Exercise requirements →
Data follows below. Repeat exactly the lines between the line holding "[locate] stethoscope tubing" and the line holding "[locate] man's beard", inclusive, and nothing more; drop pictures.

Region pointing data
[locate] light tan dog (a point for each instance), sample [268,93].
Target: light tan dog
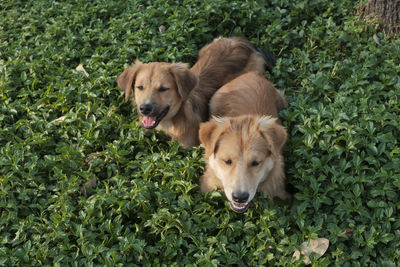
[243,144]
[174,98]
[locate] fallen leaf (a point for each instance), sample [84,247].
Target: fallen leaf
[376,39]
[91,184]
[61,119]
[348,232]
[90,157]
[318,246]
[80,68]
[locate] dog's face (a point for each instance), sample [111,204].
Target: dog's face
[159,89]
[241,152]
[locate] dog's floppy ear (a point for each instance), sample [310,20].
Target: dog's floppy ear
[184,78]
[275,133]
[209,134]
[127,78]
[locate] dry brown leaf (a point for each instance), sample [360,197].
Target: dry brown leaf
[80,68]
[318,246]
[93,155]
[61,119]
[348,232]
[91,184]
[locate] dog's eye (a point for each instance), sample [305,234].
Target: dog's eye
[228,162]
[255,163]
[162,89]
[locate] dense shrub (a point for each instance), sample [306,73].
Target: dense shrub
[342,157]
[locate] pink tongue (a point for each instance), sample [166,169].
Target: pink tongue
[148,121]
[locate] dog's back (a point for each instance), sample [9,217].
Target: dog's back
[249,93]
[220,62]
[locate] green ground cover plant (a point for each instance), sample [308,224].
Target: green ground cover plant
[60,130]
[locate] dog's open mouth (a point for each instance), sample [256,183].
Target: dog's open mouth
[239,207]
[152,122]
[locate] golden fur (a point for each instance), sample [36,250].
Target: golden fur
[243,144]
[175,98]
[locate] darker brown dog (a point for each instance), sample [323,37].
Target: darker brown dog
[174,98]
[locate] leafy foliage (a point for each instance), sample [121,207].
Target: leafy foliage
[342,157]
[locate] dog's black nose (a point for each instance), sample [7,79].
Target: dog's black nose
[146,109]
[240,197]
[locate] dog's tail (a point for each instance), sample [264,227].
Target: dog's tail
[269,58]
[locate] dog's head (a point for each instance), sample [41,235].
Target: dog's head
[241,151]
[158,89]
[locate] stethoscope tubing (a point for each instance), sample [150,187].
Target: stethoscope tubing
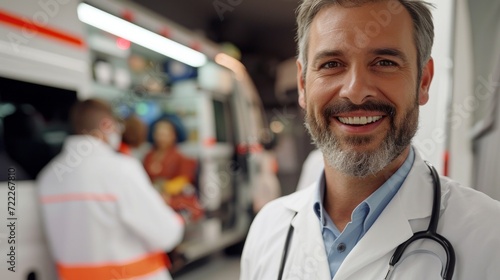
[430,233]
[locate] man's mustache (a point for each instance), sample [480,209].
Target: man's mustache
[346,106]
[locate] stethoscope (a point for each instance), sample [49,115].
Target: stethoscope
[430,233]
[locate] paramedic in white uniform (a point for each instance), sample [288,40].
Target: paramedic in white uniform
[364,68]
[102,216]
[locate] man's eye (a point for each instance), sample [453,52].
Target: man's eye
[386,63]
[331,64]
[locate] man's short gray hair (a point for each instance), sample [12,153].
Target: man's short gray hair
[423,26]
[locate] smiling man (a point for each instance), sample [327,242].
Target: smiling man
[364,68]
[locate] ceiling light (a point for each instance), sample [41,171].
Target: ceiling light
[140,36]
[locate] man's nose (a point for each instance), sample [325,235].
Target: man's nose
[357,85]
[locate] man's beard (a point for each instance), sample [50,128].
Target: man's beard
[361,164]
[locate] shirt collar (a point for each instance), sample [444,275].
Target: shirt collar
[371,207]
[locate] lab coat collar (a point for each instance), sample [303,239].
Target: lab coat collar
[85,145]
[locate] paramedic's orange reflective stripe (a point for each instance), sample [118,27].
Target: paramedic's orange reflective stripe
[31,27]
[78,197]
[138,268]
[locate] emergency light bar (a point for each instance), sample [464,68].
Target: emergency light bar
[140,36]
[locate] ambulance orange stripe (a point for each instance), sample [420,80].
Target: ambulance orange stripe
[78,197]
[21,23]
[139,268]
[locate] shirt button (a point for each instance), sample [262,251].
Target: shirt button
[341,247]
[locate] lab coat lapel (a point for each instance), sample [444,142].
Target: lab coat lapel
[307,258]
[413,201]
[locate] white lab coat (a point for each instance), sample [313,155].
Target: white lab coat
[470,220]
[100,210]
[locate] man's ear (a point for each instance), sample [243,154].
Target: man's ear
[425,82]
[300,85]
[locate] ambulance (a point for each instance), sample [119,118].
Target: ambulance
[54,52]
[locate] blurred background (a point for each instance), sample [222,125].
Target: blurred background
[238,101]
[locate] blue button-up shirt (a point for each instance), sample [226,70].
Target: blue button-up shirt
[339,244]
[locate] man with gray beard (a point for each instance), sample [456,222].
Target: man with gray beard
[364,68]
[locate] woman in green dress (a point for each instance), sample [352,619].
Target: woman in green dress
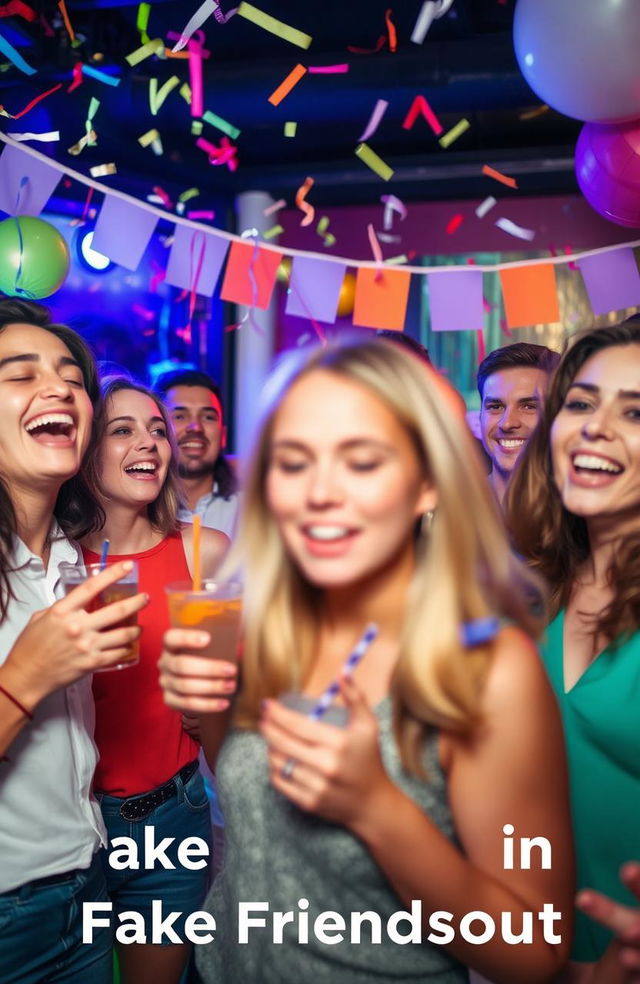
[582,532]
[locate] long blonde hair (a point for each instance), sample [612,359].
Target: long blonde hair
[464,567]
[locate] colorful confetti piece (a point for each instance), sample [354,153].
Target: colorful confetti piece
[372,160]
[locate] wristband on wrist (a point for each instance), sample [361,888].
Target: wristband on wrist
[18,704]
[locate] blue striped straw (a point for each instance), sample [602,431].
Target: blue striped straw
[326,700]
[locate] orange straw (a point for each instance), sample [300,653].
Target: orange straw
[197,575]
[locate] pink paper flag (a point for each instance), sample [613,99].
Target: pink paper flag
[184,260]
[250,275]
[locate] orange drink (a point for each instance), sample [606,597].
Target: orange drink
[215,609]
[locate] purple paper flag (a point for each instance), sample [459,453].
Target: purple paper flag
[26,182]
[315,286]
[195,256]
[612,280]
[122,231]
[455,301]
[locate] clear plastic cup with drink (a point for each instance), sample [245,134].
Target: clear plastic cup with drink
[72,575]
[216,608]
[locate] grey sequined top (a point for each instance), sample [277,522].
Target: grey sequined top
[276,853]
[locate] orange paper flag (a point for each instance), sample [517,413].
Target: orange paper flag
[381,298]
[530,295]
[250,275]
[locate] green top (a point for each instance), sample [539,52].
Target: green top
[601,716]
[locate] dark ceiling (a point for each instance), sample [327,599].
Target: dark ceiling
[465,68]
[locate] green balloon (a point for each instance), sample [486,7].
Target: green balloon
[34,257]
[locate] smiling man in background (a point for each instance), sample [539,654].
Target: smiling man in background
[512,382]
[195,407]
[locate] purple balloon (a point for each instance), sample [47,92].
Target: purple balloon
[581,56]
[608,170]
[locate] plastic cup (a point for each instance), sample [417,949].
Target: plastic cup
[215,609]
[295,701]
[126,587]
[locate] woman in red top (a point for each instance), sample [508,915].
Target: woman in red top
[148,774]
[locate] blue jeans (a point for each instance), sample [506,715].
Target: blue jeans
[179,888]
[41,932]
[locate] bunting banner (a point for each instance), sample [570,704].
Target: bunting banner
[28,179]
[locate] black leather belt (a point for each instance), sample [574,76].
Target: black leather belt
[139,807]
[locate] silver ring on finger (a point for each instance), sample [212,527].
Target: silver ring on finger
[287,769]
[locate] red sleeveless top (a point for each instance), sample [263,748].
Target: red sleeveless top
[141,740]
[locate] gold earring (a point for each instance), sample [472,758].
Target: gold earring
[426,521]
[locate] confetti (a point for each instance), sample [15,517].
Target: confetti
[158,96]
[371,159]
[329,69]
[515,230]
[531,114]
[287,85]
[499,176]
[267,23]
[142,21]
[187,195]
[103,170]
[454,133]
[15,57]
[202,13]
[425,19]
[379,110]
[391,31]
[152,139]
[420,105]
[155,47]
[62,7]
[485,206]
[220,124]
[304,206]
[49,137]
[392,204]
[31,104]
[15,8]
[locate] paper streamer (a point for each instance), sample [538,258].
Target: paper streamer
[15,57]
[515,230]
[202,13]
[379,110]
[270,209]
[50,137]
[304,206]
[421,106]
[340,69]
[195,77]
[220,124]
[371,159]
[485,206]
[499,176]
[287,85]
[453,134]
[267,23]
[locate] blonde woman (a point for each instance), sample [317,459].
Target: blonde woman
[365,503]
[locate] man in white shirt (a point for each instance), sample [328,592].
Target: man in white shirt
[195,406]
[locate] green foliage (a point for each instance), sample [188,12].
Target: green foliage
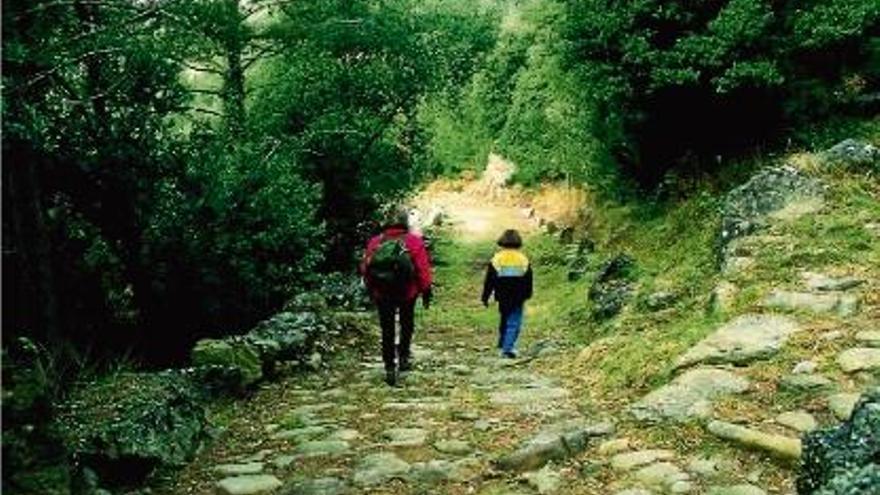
[525,102]
[184,167]
[683,84]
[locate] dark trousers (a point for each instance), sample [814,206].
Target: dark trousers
[387,312]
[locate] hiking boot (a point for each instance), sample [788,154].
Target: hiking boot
[391,378]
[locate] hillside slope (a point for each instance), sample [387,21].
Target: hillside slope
[650,348]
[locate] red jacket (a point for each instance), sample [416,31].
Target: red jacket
[421,261]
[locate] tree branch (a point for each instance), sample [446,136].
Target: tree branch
[264,6]
[53,70]
[200,110]
[265,52]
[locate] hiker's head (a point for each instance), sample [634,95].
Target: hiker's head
[510,239]
[398,217]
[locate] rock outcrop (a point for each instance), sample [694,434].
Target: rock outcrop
[747,208]
[125,426]
[34,456]
[689,395]
[612,287]
[844,459]
[745,339]
[853,154]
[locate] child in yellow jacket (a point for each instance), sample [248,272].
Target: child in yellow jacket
[509,277]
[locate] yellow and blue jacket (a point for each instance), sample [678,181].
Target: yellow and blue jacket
[509,277]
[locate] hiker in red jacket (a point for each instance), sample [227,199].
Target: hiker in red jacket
[397,269]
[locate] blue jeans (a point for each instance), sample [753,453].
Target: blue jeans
[509,327]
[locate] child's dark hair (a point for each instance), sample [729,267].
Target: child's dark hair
[510,239]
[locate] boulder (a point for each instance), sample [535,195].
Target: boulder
[378,469]
[827,302]
[35,459]
[800,421]
[842,405]
[806,382]
[438,471]
[859,359]
[287,336]
[545,481]
[839,460]
[870,338]
[235,355]
[630,460]
[239,469]
[125,426]
[612,287]
[248,485]
[689,396]
[453,447]
[747,208]
[405,437]
[745,339]
[662,475]
[318,448]
[825,283]
[743,489]
[318,486]
[853,154]
[779,446]
[554,443]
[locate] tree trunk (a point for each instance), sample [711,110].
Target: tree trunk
[233,80]
[31,248]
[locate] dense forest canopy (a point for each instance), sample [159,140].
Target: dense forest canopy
[179,168]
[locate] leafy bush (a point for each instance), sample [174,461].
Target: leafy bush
[684,84]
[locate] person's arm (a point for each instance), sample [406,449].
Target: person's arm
[489,284]
[422,263]
[368,253]
[528,282]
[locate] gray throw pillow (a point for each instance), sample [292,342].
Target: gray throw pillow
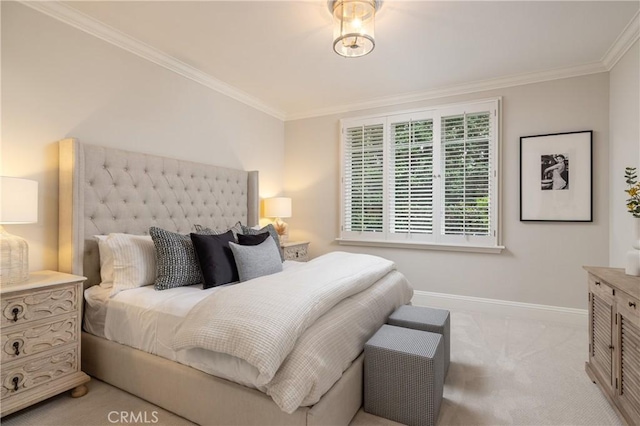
[271,230]
[176,261]
[256,261]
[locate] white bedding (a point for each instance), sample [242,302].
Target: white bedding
[148,320]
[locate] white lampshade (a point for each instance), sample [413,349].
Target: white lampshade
[18,200]
[277,207]
[18,204]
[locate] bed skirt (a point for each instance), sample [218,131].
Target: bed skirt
[210,400]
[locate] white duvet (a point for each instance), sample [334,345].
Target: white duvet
[290,334]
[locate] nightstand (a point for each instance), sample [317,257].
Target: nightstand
[40,347]
[296,250]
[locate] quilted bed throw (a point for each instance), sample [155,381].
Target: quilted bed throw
[260,320]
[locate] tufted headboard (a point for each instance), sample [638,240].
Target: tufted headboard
[104,190]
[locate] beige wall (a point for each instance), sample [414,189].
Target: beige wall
[59,82]
[624,119]
[542,262]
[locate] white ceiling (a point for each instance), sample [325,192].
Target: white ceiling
[281,52]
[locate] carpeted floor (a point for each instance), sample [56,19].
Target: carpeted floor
[504,371]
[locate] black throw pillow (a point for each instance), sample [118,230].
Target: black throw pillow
[215,258]
[252,240]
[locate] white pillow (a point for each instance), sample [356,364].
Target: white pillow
[134,261]
[106,261]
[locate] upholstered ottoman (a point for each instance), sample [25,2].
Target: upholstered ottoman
[404,375]
[426,319]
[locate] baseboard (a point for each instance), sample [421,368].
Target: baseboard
[500,307]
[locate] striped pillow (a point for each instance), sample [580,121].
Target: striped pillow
[134,261]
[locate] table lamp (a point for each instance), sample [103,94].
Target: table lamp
[278,208]
[18,204]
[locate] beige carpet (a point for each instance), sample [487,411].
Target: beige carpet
[504,371]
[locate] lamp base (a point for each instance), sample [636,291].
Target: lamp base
[14,258]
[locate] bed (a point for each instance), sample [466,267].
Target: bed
[105,190]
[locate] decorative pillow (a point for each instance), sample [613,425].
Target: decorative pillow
[236,229]
[106,261]
[256,261]
[215,258]
[252,240]
[134,261]
[271,230]
[176,260]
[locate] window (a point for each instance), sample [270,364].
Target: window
[426,177]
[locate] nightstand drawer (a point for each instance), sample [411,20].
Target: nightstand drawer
[38,305]
[20,376]
[38,337]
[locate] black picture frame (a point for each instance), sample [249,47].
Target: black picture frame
[556,177]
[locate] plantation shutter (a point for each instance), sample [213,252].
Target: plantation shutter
[363,178]
[424,177]
[467,174]
[410,201]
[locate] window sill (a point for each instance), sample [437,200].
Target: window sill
[421,245]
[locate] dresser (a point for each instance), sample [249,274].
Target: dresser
[614,339]
[40,347]
[296,250]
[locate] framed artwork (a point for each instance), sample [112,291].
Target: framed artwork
[556,177]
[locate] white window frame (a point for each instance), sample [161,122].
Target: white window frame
[473,243]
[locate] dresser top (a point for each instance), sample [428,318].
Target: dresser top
[617,278]
[41,279]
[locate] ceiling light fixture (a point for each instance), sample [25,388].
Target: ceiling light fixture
[353,26]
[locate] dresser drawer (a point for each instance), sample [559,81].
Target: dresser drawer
[628,307]
[20,376]
[38,305]
[38,337]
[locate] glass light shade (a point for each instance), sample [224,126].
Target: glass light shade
[277,207]
[353,27]
[18,200]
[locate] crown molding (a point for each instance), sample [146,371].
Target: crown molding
[460,89]
[625,40]
[83,22]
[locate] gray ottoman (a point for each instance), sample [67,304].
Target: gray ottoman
[404,375]
[426,319]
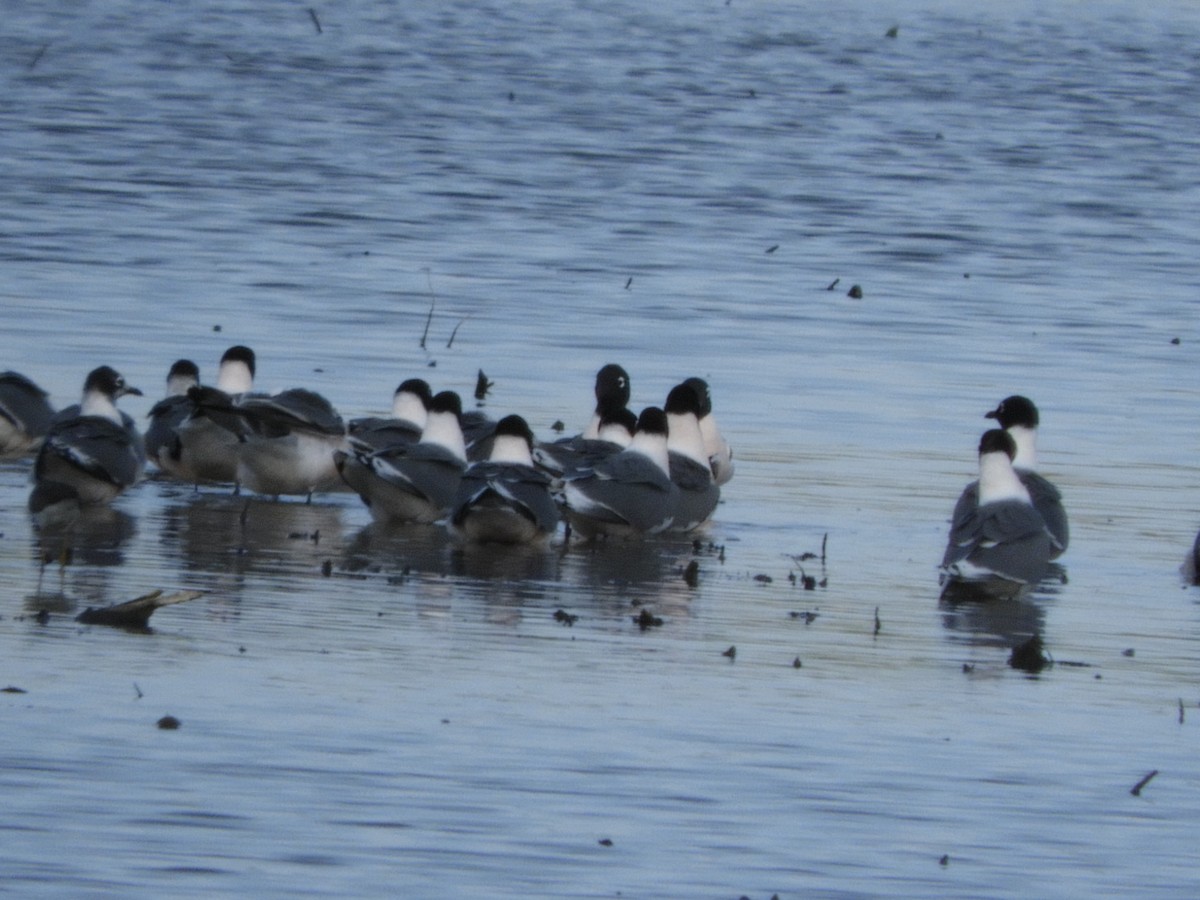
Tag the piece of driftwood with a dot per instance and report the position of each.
(135, 613)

Reply →
[locate] stethoscope tubing (a point for each instance), sample [150,187].
Target: stethoscope tubing
[430,233]
[locate] man's mustache (a point for each instance), sample [480,209].
Target: man's mustache
[346,106]
[locate] stethoscope (a point for each instance), sample [49,115].
Target: stethoscope
[430,233]
[locate] paramedic in white uniform (a point for each instance), sample [288,40].
Target: paramedic in white uniform
[364,68]
[102,216]
[locate] man's eye (a point for each instance), sample [453,52].
Target: man's eye
[386,63]
[331,64]
[locate] man's short gray hair (a point for each instance), sample [12,153].
Target: man's short gray hair
[423,26]
[locate] smiling man (a point for each instance), sample [327,242].
Target: smiling man
[364,68]
[locate] ceiling light (a point for each instance), sample [41,171].
Target: ceiling light
[140,36]
[locate] man's nose (a point for each instance), sample [325,235].
Target: man's nose
[357,85]
[locate] man's beard (a point for each instance), sample [50,128].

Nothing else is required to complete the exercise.